- _REQUIREMENTS_
Collect every line in the rows below that contains the word "straw", and copy each one in full.

(Stored records)

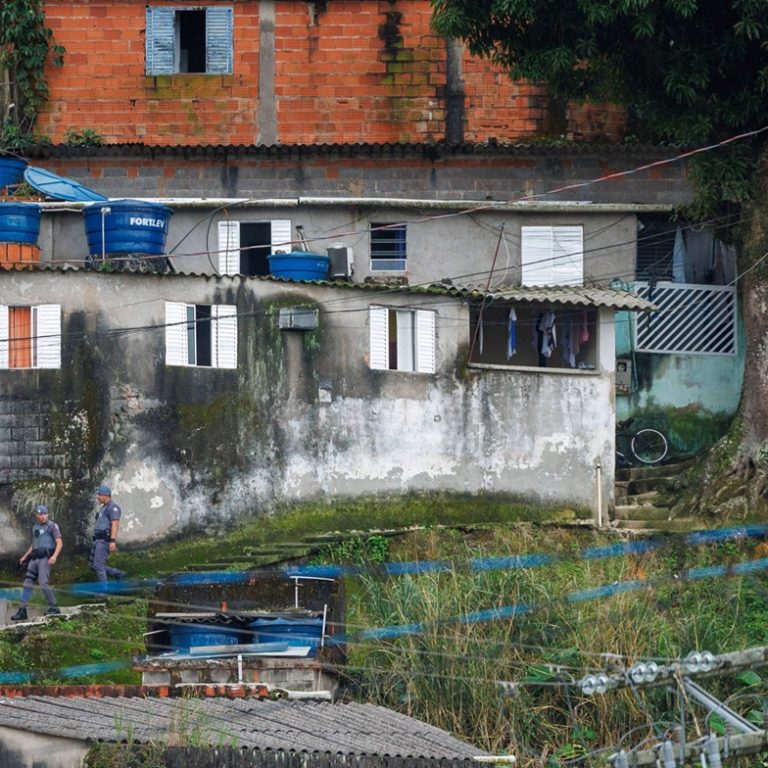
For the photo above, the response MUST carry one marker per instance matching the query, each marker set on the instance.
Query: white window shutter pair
(46, 327)
(48, 332)
(223, 335)
(161, 41)
(424, 328)
(552, 255)
(229, 243)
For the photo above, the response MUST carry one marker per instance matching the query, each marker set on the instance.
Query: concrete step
(655, 470)
(665, 526)
(640, 512)
(648, 499)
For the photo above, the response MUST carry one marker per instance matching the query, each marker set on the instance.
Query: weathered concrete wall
(303, 416)
(485, 172)
(24, 749)
(441, 243)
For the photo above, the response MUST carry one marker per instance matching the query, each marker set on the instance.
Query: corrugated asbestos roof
(430, 151)
(302, 726)
(568, 295)
(579, 295)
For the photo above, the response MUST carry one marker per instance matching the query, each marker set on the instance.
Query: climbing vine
(26, 45)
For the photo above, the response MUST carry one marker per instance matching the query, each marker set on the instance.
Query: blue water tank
(299, 265)
(295, 632)
(19, 223)
(126, 226)
(11, 170)
(186, 636)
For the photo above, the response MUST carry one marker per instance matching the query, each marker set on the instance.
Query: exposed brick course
(358, 71)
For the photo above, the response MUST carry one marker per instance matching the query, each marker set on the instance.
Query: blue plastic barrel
(126, 226)
(11, 171)
(186, 636)
(19, 223)
(299, 265)
(295, 632)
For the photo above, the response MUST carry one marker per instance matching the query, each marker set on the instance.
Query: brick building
(290, 72)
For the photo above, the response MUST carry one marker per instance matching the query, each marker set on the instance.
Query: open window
(388, 251)
(30, 336)
(189, 40)
(535, 336)
(402, 339)
(202, 335)
(245, 246)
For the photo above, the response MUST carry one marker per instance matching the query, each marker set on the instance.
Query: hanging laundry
(584, 335)
(679, 258)
(546, 327)
(511, 334)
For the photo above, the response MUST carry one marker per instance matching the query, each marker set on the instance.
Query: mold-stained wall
(302, 416)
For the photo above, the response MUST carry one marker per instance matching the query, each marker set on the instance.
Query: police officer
(105, 536)
(41, 555)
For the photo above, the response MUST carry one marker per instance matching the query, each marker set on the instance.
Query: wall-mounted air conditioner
(342, 261)
(297, 319)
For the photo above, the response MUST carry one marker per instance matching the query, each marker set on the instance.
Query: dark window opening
(388, 250)
(191, 29)
(255, 247)
(203, 335)
(655, 247)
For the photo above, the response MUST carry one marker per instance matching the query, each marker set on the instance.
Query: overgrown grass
(447, 671)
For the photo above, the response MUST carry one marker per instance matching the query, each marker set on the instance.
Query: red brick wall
(363, 71)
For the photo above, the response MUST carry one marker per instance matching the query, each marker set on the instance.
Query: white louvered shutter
(3, 336)
(48, 335)
(224, 335)
(536, 254)
(425, 341)
(552, 255)
(218, 41)
(567, 256)
(229, 247)
(160, 41)
(282, 235)
(406, 346)
(176, 334)
(378, 322)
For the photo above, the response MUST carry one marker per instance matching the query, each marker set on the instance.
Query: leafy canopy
(689, 70)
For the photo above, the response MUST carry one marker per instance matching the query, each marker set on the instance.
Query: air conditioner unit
(297, 318)
(342, 261)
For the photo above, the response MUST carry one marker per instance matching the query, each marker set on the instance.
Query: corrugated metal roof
(428, 150)
(311, 726)
(578, 295)
(584, 296)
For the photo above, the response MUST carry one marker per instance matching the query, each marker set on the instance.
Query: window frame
(418, 326)
(179, 345)
(162, 48)
(45, 332)
(552, 254)
(387, 239)
(229, 261)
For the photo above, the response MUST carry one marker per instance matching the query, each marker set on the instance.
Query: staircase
(644, 497)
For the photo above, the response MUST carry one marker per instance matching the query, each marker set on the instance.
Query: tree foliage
(26, 46)
(689, 70)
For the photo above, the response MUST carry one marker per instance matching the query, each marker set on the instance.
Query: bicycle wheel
(649, 446)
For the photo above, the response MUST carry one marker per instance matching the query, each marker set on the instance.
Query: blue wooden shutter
(218, 41)
(161, 37)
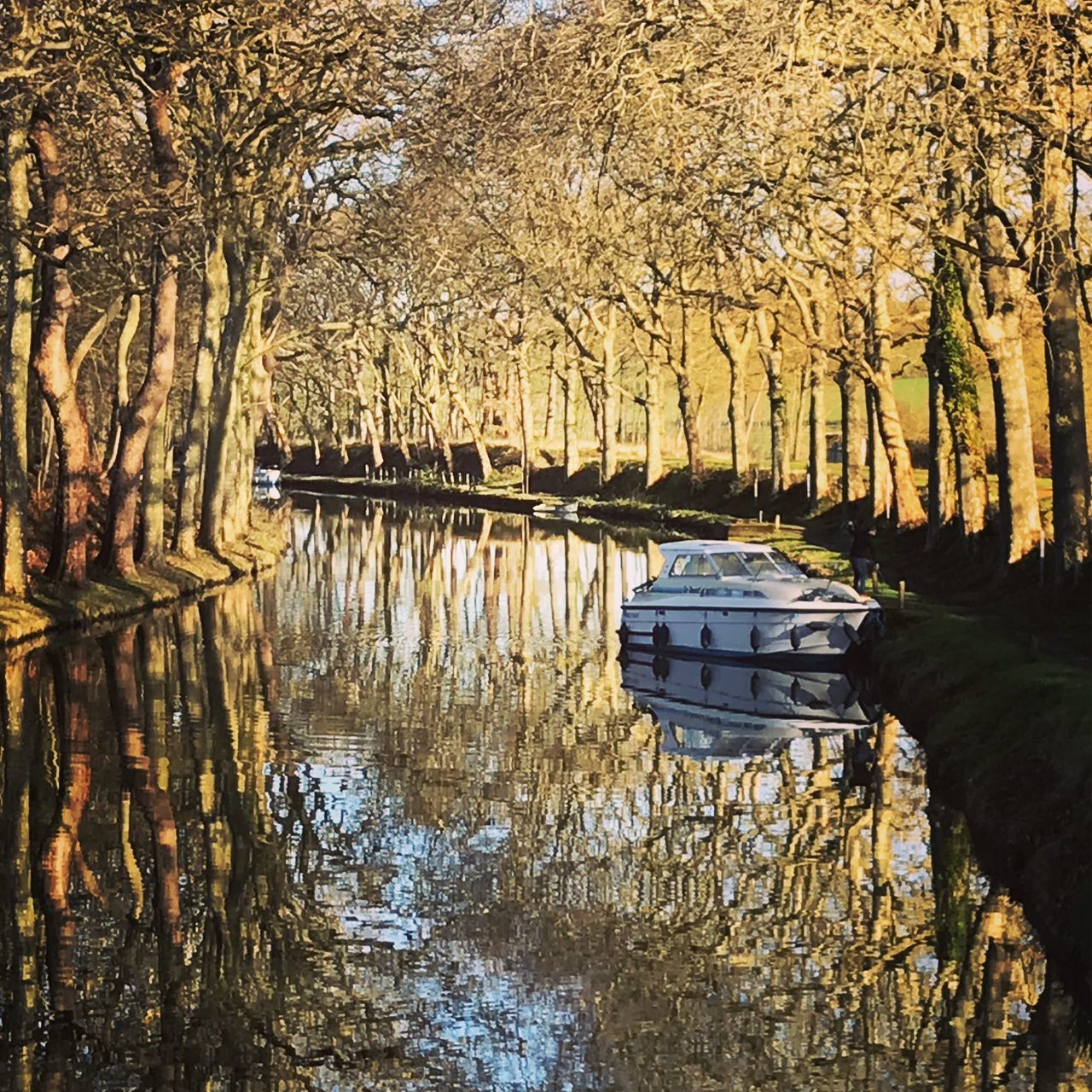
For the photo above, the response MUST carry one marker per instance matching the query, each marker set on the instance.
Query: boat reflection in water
(729, 710)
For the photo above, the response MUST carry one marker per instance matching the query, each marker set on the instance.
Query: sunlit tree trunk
(653, 423)
(948, 353)
(994, 297)
(15, 363)
(1055, 277)
(908, 502)
(214, 296)
(117, 554)
(736, 350)
(817, 428)
(608, 398)
(570, 425)
(526, 414)
(59, 380)
(940, 500)
(120, 406)
(769, 347)
(224, 409)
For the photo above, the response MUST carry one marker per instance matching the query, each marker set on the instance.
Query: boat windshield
(723, 565)
(771, 564)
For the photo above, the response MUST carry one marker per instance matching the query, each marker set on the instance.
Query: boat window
(791, 568)
(730, 565)
(768, 565)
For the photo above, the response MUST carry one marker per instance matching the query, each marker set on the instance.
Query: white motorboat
(268, 476)
(557, 510)
(745, 600)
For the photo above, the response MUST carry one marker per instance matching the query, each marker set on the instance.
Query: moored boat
(741, 601)
(560, 510)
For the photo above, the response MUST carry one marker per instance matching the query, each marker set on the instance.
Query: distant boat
(560, 510)
(268, 476)
(744, 601)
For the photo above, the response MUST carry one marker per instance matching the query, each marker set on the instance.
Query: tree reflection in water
(391, 822)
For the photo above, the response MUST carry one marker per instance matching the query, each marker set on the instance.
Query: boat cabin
(696, 561)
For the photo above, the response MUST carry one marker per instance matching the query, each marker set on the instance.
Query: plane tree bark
(119, 535)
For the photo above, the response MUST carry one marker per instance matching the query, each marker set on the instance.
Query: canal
(397, 817)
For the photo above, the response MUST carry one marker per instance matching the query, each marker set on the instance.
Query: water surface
(389, 819)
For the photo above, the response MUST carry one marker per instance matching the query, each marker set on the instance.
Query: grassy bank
(1008, 734)
(50, 608)
(990, 676)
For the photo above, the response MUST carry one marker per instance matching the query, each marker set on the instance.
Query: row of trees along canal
(415, 227)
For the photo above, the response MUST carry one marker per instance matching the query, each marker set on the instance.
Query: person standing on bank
(862, 556)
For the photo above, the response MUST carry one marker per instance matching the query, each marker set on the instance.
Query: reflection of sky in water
(494, 1024)
(460, 706)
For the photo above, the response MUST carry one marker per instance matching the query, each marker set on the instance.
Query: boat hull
(752, 631)
(717, 693)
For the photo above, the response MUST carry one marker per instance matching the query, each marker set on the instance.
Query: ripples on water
(391, 820)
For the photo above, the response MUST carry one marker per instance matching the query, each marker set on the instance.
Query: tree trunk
(59, 380)
(153, 485)
(223, 402)
(526, 414)
(459, 400)
(608, 401)
(214, 293)
(257, 382)
(570, 424)
(653, 423)
(880, 486)
(117, 554)
(19, 334)
(120, 406)
(940, 502)
(948, 351)
(854, 440)
(688, 416)
(769, 346)
(1055, 279)
(549, 425)
(994, 297)
(909, 503)
(817, 430)
(735, 351)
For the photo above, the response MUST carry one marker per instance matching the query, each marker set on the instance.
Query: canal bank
(1005, 720)
(51, 609)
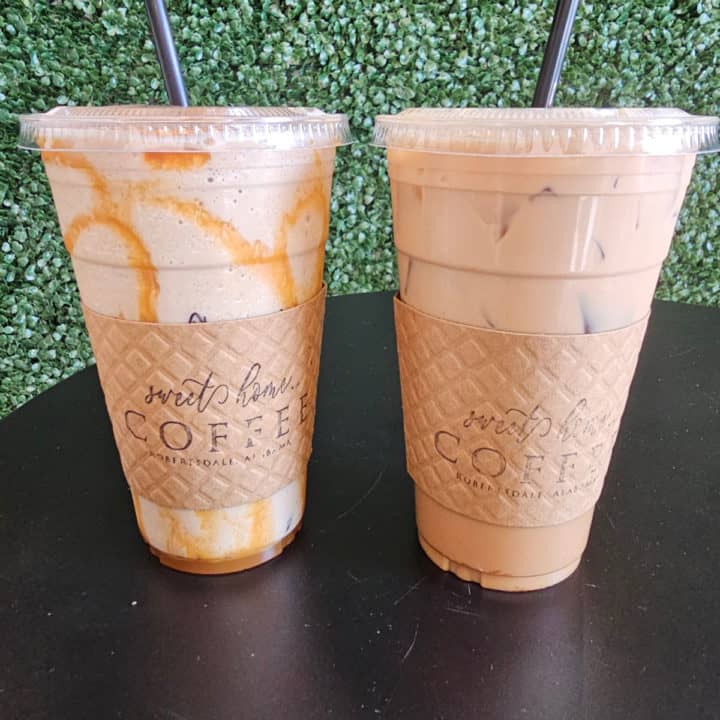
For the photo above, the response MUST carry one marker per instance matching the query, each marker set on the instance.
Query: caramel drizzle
(273, 263)
(138, 258)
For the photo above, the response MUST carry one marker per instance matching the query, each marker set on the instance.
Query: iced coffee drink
(196, 217)
(518, 234)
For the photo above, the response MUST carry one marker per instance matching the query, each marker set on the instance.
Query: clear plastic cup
(533, 221)
(178, 215)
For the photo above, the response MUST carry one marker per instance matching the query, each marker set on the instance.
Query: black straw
(555, 52)
(167, 54)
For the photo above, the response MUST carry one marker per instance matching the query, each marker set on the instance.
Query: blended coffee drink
(529, 246)
(198, 236)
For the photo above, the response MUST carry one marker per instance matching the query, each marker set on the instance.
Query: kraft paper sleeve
(211, 415)
(509, 428)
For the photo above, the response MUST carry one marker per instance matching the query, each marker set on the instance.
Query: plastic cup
(195, 215)
(536, 222)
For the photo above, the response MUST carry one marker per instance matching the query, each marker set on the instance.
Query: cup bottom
(225, 565)
(496, 557)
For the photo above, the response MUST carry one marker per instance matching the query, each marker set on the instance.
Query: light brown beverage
(195, 215)
(532, 222)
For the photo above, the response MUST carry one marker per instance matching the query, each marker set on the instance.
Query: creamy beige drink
(195, 216)
(535, 222)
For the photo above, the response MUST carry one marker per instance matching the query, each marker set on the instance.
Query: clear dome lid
(146, 128)
(548, 132)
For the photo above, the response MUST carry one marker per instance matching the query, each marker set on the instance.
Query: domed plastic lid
(144, 128)
(548, 132)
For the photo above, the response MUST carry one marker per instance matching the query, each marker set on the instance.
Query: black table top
(353, 621)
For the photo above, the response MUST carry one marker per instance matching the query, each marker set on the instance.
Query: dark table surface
(353, 621)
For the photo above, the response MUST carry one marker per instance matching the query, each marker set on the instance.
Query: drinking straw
(555, 52)
(166, 52)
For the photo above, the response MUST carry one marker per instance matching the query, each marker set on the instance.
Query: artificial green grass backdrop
(357, 57)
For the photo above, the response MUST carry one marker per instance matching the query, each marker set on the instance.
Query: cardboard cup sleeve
(211, 415)
(509, 428)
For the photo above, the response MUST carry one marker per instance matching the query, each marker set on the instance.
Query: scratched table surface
(353, 621)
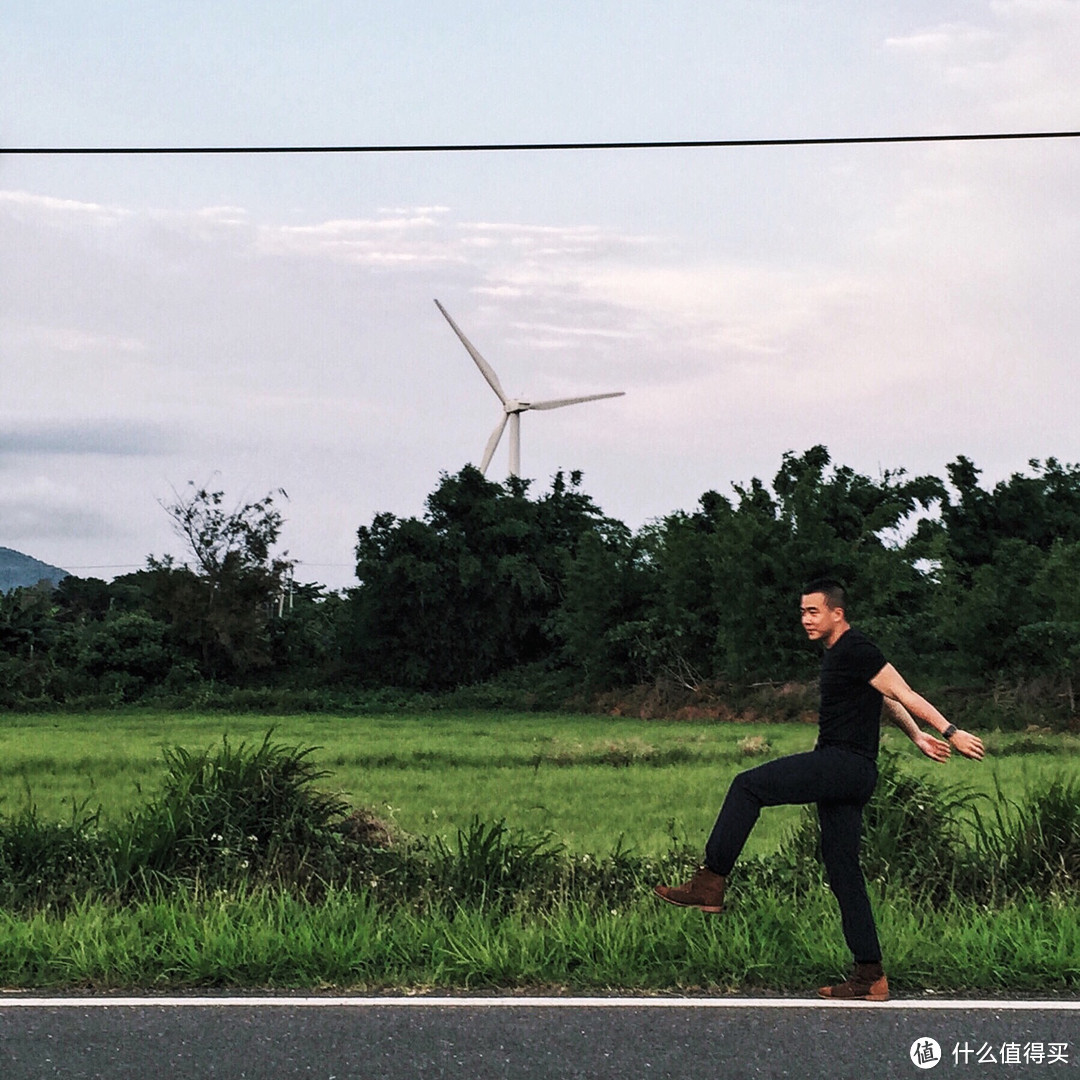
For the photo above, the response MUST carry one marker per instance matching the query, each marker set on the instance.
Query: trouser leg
(799, 778)
(841, 825)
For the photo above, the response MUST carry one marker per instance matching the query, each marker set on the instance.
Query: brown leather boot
(703, 891)
(866, 983)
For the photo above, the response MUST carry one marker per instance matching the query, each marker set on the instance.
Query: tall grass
(269, 939)
(243, 871)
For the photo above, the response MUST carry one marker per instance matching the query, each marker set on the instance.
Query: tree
(470, 590)
(218, 607)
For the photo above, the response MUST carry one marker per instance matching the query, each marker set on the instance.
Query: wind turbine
(512, 408)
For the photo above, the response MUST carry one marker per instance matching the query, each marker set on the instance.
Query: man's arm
(936, 750)
(891, 684)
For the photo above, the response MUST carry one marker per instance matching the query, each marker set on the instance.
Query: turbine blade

- _SOLUTION FOR THIS TASK_
Query: black straw
Query: drinking straw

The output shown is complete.